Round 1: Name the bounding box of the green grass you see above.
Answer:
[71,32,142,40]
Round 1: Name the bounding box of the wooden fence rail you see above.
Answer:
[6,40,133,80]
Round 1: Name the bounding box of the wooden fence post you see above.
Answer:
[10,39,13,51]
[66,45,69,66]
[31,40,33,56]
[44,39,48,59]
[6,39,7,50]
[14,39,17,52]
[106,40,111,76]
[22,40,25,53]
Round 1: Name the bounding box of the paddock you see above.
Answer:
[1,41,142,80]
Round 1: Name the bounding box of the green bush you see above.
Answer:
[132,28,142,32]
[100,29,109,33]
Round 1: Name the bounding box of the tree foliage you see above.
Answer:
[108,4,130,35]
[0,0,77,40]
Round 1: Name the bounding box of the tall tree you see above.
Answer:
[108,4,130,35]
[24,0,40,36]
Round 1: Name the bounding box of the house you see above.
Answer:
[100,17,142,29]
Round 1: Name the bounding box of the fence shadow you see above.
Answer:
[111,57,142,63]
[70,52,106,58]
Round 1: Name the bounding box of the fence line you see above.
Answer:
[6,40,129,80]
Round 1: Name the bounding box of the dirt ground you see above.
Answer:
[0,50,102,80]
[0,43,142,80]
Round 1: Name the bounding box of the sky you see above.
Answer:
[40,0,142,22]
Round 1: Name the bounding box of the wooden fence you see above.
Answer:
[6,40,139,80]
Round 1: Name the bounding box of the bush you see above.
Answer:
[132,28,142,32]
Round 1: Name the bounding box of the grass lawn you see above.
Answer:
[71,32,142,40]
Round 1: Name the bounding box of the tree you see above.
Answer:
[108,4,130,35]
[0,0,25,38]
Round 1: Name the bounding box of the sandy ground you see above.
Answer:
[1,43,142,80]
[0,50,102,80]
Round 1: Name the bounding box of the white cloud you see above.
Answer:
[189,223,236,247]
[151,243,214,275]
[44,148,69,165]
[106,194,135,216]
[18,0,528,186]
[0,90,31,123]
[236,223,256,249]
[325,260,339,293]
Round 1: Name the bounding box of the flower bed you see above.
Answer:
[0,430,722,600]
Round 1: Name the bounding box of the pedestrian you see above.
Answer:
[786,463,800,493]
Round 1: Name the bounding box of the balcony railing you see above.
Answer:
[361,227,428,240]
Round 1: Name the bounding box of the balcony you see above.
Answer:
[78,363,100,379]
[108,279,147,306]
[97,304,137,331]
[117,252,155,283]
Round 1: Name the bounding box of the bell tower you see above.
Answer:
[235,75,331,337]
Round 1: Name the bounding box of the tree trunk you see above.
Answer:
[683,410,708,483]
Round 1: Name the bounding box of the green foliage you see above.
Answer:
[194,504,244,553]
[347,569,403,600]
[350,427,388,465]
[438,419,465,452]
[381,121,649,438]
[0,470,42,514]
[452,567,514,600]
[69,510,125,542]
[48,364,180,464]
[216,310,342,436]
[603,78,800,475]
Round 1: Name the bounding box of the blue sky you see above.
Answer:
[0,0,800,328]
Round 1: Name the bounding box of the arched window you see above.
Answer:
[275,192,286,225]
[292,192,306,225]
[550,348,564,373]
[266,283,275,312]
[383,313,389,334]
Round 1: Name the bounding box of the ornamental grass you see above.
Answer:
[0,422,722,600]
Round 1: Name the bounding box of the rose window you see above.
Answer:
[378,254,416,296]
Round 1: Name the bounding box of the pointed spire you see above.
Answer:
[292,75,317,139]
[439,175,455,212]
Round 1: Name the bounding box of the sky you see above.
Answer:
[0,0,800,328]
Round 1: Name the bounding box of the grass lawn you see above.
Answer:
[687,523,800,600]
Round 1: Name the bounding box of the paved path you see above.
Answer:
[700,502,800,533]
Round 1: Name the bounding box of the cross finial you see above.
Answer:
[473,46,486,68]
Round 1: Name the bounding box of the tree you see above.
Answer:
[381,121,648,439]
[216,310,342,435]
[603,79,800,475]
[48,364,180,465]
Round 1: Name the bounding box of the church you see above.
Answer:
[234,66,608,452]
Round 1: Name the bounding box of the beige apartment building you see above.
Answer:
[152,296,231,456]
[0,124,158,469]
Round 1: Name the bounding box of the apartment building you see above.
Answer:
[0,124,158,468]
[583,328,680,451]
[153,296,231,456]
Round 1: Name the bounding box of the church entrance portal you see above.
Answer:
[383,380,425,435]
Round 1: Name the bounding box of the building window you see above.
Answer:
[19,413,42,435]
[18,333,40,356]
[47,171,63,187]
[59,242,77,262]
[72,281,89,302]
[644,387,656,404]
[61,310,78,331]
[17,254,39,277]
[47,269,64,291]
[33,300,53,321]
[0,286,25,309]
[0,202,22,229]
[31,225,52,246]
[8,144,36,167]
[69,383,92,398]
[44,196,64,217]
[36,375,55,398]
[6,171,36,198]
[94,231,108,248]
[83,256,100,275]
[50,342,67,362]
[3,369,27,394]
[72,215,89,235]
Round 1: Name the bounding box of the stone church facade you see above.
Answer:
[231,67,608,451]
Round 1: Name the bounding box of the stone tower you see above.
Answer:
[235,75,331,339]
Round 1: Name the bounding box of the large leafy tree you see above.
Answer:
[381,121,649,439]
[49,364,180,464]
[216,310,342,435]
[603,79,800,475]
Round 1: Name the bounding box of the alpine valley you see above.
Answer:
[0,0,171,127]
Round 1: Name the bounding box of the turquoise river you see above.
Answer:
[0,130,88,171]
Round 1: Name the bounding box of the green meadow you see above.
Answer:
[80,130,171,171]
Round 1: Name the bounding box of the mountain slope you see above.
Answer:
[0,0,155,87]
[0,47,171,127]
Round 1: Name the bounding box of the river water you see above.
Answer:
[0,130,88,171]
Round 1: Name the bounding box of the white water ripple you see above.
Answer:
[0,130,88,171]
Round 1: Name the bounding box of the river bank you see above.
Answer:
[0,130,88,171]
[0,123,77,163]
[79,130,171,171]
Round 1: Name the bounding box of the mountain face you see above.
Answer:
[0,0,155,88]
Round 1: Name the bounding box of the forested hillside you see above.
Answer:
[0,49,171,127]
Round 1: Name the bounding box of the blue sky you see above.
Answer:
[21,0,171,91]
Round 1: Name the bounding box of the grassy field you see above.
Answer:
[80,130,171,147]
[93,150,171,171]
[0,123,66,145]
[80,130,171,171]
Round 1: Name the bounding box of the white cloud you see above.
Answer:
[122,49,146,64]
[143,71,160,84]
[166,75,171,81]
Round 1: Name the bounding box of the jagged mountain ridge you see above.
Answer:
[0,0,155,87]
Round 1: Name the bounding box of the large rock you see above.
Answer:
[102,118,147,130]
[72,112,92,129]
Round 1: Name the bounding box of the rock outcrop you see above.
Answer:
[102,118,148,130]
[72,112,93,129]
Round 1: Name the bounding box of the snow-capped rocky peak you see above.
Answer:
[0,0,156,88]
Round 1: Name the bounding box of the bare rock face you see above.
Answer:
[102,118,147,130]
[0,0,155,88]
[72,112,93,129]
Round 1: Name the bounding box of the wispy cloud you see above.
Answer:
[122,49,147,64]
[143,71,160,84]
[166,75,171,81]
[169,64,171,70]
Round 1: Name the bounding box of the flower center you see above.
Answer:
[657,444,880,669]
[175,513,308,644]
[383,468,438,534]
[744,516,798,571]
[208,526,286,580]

☆ ☆ ☆ ☆

Given exercise -> Can you reproduce the part of the data that opens with the line containing "Round 1: Name the bounding box of the wooden fence post" and closes with the line containing "[0,0,77,40]", both of those lines included, changing "paddock" to "pasture" and leaving everything else unchanged?

Final result ->
Round 1: Name the bounding box of the wooden fence post you see above.
Answer:
[10,39,13,51]
[66,45,69,66]
[31,40,33,56]
[44,39,48,59]
[6,39,7,50]
[14,39,17,52]
[106,40,111,76]
[22,40,25,53]
Round 1: Name the bounding box of the pasture you see above.
Answer:
[1,41,142,80]
Round 1: Name the bounding box of the green bush you see above.
Answer:
[132,28,142,32]
[100,29,109,33]
Round 1: Name the bounding box of the tree foliage you see above.
Answer:
[108,4,130,35]
[0,0,77,40]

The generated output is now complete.